TASK PROMPT:
In your copy, set down the entries exactly and exclude the pictures.

· · · · · · ·

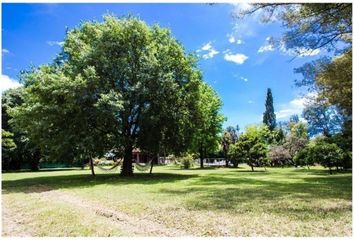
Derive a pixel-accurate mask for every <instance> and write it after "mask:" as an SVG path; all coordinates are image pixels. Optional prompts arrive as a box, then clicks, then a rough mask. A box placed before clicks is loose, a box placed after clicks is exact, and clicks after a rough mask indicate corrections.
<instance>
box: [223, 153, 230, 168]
mask: <svg viewBox="0 0 354 240" xmlns="http://www.w3.org/2000/svg"><path fill="white" fill-rule="evenodd" d="M224 156H225V163H226V167H229V159H227V152H226V151H225V152H224Z"/></svg>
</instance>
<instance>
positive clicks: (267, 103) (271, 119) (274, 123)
mask: <svg viewBox="0 0 354 240" xmlns="http://www.w3.org/2000/svg"><path fill="white" fill-rule="evenodd" d="M265 107H266V110H265V112H264V113H263V123H264V124H265V125H267V126H268V128H269V130H271V131H273V129H274V128H275V127H276V125H277V122H276V118H275V113H274V107H273V96H272V90H271V89H270V88H268V89H267V99H266V103H265Z"/></svg>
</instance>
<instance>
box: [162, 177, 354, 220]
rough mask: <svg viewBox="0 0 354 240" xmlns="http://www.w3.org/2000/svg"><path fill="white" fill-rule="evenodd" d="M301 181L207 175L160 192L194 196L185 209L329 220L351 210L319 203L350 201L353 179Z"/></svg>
mask: <svg viewBox="0 0 354 240" xmlns="http://www.w3.org/2000/svg"><path fill="white" fill-rule="evenodd" d="M298 179H299V178H298ZM300 180H301V181H296V182H291V181H289V182H286V181H277V180H276V178H274V179H252V178H242V177H239V178H233V177H221V176H216V175H211V176H210V175H208V176H203V177H200V178H195V179H193V181H192V182H191V183H190V185H191V186H186V187H185V188H179V189H171V188H169V189H167V188H164V189H159V190H158V192H159V193H162V194H167V195H170V196H171V198H173V197H174V196H176V195H180V196H192V195H193V196H194V197H189V198H186V200H185V201H184V207H186V208H187V209H191V210H211V211H215V210H226V211H230V212H235V213H243V212H247V211H259V209H261V211H263V212H267V213H273V214H277V215H284V216H287V217H288V216H292V217H293V218H296V219H305V218H318V217H319V216H322V217H326V216H328V214H332V215H333V216H334V215H335V214H343V213H348V212H349V211H351V204H350V206H349V205H348V206H347V205H346V206H321V205H320V203H318V202H320V200H325V201H327V200H328V201H330V202H336V201H338V200H345V201H346V202H347V203H348V201H350V202H351V200H352V190H351V189H352V188H351V186H352V177H351V176H348V175H335V176H333V175H332V176H323V177H317V176H314V177H311V178H306V177H304V178H300ZM289 204H291V205H289ZM298 204H300V205H298ZM316 204H319V205H318V206H316ZM257 208H258V210H257Z"/></svg>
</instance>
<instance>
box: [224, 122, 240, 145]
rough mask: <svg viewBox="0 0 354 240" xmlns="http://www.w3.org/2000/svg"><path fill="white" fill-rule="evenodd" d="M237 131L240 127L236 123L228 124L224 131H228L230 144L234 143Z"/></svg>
mask: <svg viewBox="0 0 354 240" xmlns="http://www.w3.org/2000/svg"><path fill="white" fill-rule="evenodd" d="M239 131H240V127H239V126H238V125H236V127H233V126H228V127H227V128H226V130H225V132H228V133H229V134H230V136H231V143H232V144H235V142H236V141H237V139H238V135H239Z"/></svg>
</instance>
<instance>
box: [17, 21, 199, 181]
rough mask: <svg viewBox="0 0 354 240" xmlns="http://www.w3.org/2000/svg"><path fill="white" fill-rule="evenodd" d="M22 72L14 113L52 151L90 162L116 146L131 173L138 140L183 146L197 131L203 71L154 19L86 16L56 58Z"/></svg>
mask: <svg viewBox="0 0 354 240" xmlns="http://www.w3.org/2000/svg"><path fill="white" fill-rule="evenodd" d="M24 79H25V85H26V88H25V103H24V104H23V105H22V106H21V107H19V108H17V109H15V110H14V114H13V115H14V117H15V119H16V122H17V125H18V126H19V127H21V128H23V129H26V131H28V133H29V134H30V135H31V137H32V138H33V139H34V140H36V142H37V143H38V144H39V145H40V146H41V148H42V149H43V150H45V151H47V152H48V153H49V154H50V155H51V156H52V155H55V157H66V155H70V156H72V157H73V158H89V159H91V165H92V157H94V156H97V155H102V154H103V153H104V151H106V150H107V149H111V148H114V149H116V150H117V151H118V152H119V153H120V154H121V157H123V158H124V161H123V165H122V170H121V174H122V175H124V176H130V175H132V174H133V167H132V150H133V148H134V147H141V148H142V149H147V150H151V152H154V153H155V152H158V149H159V145H160V144H163V145H164V146H166V147H168V148H169V149H172V150H173V151H175V152H181V151H183V150H185V149H186V148H187V146H188V145H189V143H190V141H191V139H192V135H193V127H192V123H191V122H192V119H193V117H194V115H193V112H194V111H195V109H196V108H197V107H196V106H195V105H196V104H195V101H193V99H194V98H195V96H198V89H199V85H200V82H201V75H200V73H199V71H198V70H197V69H196V64H195V58H194V57H192V56H189V55H187V54H186V53H185V51H184V49H183V47H182V46H181V45H180V43H179V42H178V41H177V40H176V39H174V38H173V37H172V36H171V33H170V31H169V30H168V29H163V28H160V27H159V26H157V25H154V26H152V27H149V26H147V25H146V24H145V23H144V22H143V21H141V20H139V19H137V18H134V17H127V18H119V19H118V18H116V17H114V16H105V17H104V21H103V22H84V23H82V24H81V25H80V26H78V27H77V28H75V29H73V30H70V31H68V33H67V35H66V38H65V42H64V45H63V51H62V53H61V54H60V55H59V57H58V58H57V59H56V60H55V61H54V63H53V64H51V65H45V66H41V67H39V68H37V69H34V70H32V71H30V72H28V73H27V74H26V75H25V77H24ZM147 139H148V140H149V141H147ZM92 170H93V167H92ZM93 174H94V173H93Z"/></svg>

· · · · · · ·

EXERCISE RESPONSE:
Derive a pixel-accurate mask for every <instance> and write it after "mask:" as an SVG path; all coordinates are image pixels. Optional prompts arrive as a box, then clicks, then a rough mask. A box placed before clicks is loose, a box placed after clicks is exact, and clicks after a rough mask indicate corrections.
<instance>
box: [223, 153, 230, 168]
mask: <svg viewBox="0 0 354 240" xmlns="http://www.w3.org/2000/svg"><path fill="white" fill-rule="evenodd" d="M224 156H225V163H226V167H229V159H227V152H226V151H225V152H224Z"/></svg>
</instance>
<instance>
positive clicks: (267, 103) (271, 119) (274, 123)
mask: <svg viewBox="0 0 354 240" xmlns="http://www.w3.org/2000/svg"><path fill="white" fill-rule="evenodd" d="M265 107H266V110H265V112H264V113H263V123H264V124H265V125H267V126H268V128H269V130H271V131H273V129H274V128H275V127H276V125H277V122H276V118H275V113H274V107H273V96H272V90H271V89H270V88H268V89H267V99H266V103H265Z"/></svg>
</instance>
<instance>
box: [162, 177, 354, 220]
rough mask: <svg viewBox="0 0 354 240" xmlns="http://www.w3.org/2000/svg"><path fill="white" fill-rule="evenodd" d="M301 181L207 175L160 192L194 196L185 209L329 220L351 210L319 203L350 201L353 179Z"/></svg>
mask: <svg viewBox="0 0 354 240" xmlns="http://www.w3.org/2000/svg"><path fill="white" fill-rule="evenodd" d="M298 179H299V178H298ZM300 180H301V181H296V182H291V181H289V182H286V181H277V180H276V178H274V179H252V178H242V177H239V178H233V177H221V176H216V175H211V176H210V175H208V176H203V177H200V178H195V179H193V181H192V182H191V183H190V185H191V186H186V187H185V188H179V189H171V188H169V189H167V188H164V189H159V190H158V192H159V193H162V194H167V195H170V196H171V198H173V197H174V196H176V195H180V196H192V195H193V196H194V197H189V198H186V200H185V201H184V207H186V208H187V209H191V210H211V211H215V210H226V211H230V212H235V213H243V212H247V211H259V209H261V211H263V212H267V213H273V214H277V215H284V216H287V217H288V216H292V217H293V218H296V219H305V218H318V217H319V216H322V217H326V216H328V214H332V215H333V216H334V215H335V214H343V213H348V212H349V211H351V204H350V206H349V205H348V206H347V205H346V206H321V205H320V203H318V202H320V200H325V201H327V200H328V201H330V202H336V201H338V200H345V201H346V202H347V203H348V201H350V202H351V200H352V190H351V189H352V188H351V186H352V177H351V176H348V175H335V176H333V175H332V176H323V177H317V176H314V177H311V178H306V177H304V178H300ZM289 204H291V205H289ZM298 204H300V205H298ZM316 204H319V205H318V206H316ZM257 208H258V210H257Z"/></svg>
</instance>
<instance>
box: [224, 122, 240, 145]
rough mask: <svg viewBox="0 0 354 240" xmlns="http://www.w3.org/2000/svg"><path fill="white" fill-rule="evenodd" d="M237 131L240 127L236 123L228 124L224 131H228L230 144L234 143Z"/></svg>
mask: <svg viewBox="0 0 354 240" xmlns="http://www.w3.org/2000/svg"><path fill="white" fill-rule="evenodd" d="M239 131H240V127H239V126H238V125H236V127H233V126H228V127H227V128H226V130H225V132H228V133H229V134H230V136H231V143H232V144H235V142H236V141H237V139H238V135H239Z"/></svg>
</instance>
<instance>
box: [17, 21, 199, 181]
rough mask: <svg viewBox="0 0 354 240" xmlns="http://www.w3.org/2000/svg"><path fill="white" fill-rule="evenodd" d="M22 72L14 113L52 151L90 162L116 146L131 173L138 140L183 146L197 131L203 71L154 19L86 16L56 58Z"/></svg>
mask: <svg viewBox="0 0 354 240" xmlns="http://www.w3.org/2000/svg"><path fill="white" fill-rule="evenodd" d="M24 79H25V85H26V88H25V103H24V104H23V105H22V106H21V107H19V108H17V109H15V110H14V114H13V115H14V117H15V119H16V122H17V125H18V126H19V127H21V128H23V129H26V131H28V133H29V134H30V135H31V137H32V138H33V139H34V140H36V142H37V143H38V144H39V145H40V146H41V148H42V149H43V150H45V151H47V152H48V153H49V154H50V155H51V156H52V155H55V157H66V155H70V156H72V157H73V158H89V159H91V165H92V157H94V156H97V155H102V154H103V153H104V151H106V150H107V149H111V148H114V149H116V150H117V151H118V152H119V153H120V154H121V157H123V158H124V161H123V165H122V170H121V174H122V175H124V176H130V175H132V174H133V167H132V150H133V148H134V147H141V148H142V149H147V150H151V152H154V153H155V152H158V149H159V145H160V144H163V145H164V146H166V147H168V148H169V149H172V150H173V151H175V152H181V151H183V150H185V149H186V148H187V146H188V145H189V143H190V141H191V139H192V135H193V127H192V123H191V122H192V119H193V117H194V115H193V112H194V111H195V109H196V108H197V107H196V106H195V105H196V104H195V101H193V99H194V98H195V96H198V89H199V85H200V82H201V75H200V73H199V71H198V70H197V69H196V64H195V58H194V57H192V56H189V55H187V54H186V53H185V51H184V49H183V47H182V46H181V45H180V43H179V42H178V41H177V40H176V39H174V38H173V37H172V36H171V33H170V31H169V30H168V29H163V28H160V27H159V26H157V25H154V26H152V27H149V26H147V25H146V24H145V23H144V22H143V21H141V20H139V19H137V18H134V17H127V18H119V19H118V18H116V17H114V16H105V17H104V21H103V22H84V23H82V24H81V25H80V26H78V27H77V28H75V29H73V30H70V31H68V33H67V35H66V38H65V42H64V45H63V51H62V53H61V54H60V55H59V57H58V58H57V59H56V60H55V61H54V63H53V64H51V65H45V66H41V67H39V68H37V69H34V70H32V71H30V72H28V73H27V74H26V75H25V77H24ZM147 139H148V140H149V141H147ZM92 170H93V167H92ZM93 174H94V173H93Z"/></svg>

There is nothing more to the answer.